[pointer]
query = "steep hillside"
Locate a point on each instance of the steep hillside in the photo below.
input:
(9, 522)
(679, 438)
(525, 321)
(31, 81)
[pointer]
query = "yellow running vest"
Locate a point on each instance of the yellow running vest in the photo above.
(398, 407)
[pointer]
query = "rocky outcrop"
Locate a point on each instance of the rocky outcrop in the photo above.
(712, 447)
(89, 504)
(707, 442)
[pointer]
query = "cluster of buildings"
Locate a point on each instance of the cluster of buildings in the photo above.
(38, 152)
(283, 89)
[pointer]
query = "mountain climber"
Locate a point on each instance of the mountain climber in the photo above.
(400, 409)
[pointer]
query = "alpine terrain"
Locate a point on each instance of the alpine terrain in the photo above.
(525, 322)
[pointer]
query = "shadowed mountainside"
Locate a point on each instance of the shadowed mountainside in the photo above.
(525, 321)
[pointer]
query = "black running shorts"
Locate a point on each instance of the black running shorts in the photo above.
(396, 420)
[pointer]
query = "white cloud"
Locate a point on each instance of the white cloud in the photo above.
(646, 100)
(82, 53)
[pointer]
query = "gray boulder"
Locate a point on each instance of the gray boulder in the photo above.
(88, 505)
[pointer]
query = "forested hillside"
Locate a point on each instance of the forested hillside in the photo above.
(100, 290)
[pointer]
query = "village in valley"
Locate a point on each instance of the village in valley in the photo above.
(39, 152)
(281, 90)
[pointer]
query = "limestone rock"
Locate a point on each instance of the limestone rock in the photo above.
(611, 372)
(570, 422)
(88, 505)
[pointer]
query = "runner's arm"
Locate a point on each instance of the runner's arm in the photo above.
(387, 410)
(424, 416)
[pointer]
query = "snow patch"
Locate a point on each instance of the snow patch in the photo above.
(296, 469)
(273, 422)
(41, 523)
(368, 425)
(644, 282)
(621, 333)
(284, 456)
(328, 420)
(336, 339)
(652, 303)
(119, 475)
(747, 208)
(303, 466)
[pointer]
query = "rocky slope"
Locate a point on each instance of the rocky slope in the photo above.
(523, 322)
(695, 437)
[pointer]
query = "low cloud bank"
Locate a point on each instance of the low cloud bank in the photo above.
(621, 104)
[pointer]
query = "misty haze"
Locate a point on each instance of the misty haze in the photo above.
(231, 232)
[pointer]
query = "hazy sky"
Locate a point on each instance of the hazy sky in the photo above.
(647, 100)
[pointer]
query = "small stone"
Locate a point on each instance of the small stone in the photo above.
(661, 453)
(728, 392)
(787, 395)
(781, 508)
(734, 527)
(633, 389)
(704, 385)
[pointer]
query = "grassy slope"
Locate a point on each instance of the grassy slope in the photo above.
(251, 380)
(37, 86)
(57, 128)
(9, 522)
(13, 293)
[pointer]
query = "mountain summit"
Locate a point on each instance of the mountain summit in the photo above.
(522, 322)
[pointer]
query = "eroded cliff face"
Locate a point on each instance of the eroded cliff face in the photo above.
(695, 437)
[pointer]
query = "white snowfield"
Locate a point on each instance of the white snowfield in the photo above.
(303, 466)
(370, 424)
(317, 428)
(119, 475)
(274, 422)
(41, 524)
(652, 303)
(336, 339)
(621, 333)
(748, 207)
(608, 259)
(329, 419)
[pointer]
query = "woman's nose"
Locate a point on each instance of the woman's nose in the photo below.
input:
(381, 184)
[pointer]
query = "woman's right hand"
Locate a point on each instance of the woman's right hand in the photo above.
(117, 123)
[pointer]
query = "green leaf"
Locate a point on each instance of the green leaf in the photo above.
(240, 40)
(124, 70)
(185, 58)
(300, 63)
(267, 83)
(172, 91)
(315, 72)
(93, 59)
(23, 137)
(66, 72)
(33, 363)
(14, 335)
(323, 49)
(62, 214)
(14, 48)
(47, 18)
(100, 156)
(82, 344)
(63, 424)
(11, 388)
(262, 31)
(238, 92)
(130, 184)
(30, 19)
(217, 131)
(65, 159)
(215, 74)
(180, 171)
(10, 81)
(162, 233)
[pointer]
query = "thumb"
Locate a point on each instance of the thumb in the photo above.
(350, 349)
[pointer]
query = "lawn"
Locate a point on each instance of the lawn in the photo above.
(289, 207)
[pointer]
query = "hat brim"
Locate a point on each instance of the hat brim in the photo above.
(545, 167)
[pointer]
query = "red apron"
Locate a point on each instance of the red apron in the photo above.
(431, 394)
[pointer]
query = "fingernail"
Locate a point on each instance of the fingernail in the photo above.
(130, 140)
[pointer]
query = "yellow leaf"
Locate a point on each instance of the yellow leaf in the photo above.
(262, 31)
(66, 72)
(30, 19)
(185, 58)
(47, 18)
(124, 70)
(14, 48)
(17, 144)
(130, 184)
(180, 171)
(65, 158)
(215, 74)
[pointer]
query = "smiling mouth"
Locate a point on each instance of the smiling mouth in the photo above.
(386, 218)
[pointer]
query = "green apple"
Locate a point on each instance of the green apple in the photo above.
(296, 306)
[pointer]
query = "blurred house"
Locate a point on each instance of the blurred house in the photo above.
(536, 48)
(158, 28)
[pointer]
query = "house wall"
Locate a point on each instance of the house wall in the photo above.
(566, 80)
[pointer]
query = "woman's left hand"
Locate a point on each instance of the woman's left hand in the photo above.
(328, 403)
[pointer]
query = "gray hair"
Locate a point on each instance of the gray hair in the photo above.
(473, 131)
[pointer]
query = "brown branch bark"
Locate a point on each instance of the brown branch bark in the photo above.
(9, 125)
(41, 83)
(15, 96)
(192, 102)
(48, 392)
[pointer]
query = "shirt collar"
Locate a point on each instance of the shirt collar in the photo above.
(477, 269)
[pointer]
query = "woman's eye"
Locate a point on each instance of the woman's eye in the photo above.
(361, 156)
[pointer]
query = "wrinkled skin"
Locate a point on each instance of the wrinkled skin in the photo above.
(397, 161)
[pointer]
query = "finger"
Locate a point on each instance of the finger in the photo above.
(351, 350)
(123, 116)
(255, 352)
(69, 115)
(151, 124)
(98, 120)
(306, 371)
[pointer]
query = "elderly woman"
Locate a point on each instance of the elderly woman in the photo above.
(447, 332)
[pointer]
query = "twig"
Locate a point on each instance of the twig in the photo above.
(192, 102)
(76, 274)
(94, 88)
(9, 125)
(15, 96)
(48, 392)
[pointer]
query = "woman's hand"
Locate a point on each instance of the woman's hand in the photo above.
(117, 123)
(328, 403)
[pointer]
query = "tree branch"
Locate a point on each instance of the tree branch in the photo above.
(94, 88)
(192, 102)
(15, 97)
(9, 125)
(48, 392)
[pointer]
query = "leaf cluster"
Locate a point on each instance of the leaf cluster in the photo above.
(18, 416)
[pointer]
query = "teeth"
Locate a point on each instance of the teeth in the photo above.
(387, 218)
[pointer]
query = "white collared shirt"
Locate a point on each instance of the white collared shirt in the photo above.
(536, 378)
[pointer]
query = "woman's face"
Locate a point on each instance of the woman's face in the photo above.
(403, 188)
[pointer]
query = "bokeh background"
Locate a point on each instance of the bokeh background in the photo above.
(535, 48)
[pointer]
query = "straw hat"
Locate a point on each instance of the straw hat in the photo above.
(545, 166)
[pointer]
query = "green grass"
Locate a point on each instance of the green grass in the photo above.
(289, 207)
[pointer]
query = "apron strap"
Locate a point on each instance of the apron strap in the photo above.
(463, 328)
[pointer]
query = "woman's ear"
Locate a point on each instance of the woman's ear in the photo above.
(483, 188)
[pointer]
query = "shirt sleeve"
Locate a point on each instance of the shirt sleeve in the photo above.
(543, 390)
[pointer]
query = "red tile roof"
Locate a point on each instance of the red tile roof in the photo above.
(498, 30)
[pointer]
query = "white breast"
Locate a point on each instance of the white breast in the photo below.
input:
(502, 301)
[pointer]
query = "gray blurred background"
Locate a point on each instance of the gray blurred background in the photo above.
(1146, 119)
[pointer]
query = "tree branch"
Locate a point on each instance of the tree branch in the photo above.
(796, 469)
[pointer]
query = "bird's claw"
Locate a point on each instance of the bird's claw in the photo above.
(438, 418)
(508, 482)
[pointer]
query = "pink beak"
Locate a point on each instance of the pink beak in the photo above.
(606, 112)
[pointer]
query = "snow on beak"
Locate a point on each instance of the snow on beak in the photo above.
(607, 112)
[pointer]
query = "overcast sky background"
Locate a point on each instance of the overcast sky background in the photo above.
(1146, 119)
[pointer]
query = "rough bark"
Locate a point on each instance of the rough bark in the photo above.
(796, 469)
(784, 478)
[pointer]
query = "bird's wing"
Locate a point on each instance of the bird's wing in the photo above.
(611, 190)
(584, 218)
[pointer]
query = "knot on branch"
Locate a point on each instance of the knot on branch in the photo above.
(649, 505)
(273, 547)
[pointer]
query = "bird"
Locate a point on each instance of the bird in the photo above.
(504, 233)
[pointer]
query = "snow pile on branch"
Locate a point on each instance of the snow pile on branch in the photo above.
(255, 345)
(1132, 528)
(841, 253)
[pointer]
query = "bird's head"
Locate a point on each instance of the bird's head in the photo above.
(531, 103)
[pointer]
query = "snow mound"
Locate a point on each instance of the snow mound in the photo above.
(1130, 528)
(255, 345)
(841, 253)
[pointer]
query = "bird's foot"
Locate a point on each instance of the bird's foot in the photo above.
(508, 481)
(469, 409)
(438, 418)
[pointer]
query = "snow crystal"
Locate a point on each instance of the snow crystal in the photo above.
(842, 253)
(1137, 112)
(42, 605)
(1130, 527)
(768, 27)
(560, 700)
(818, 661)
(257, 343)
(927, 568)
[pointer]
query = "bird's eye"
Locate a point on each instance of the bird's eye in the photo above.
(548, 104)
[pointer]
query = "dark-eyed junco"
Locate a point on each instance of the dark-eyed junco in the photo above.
====
# Activity:
Whichever lines of the records above hold the word "nose" should all be copied out.

# Output of the task:
query = "woman's nose"
Locate a point on each instance of the woman's nose in the photo below.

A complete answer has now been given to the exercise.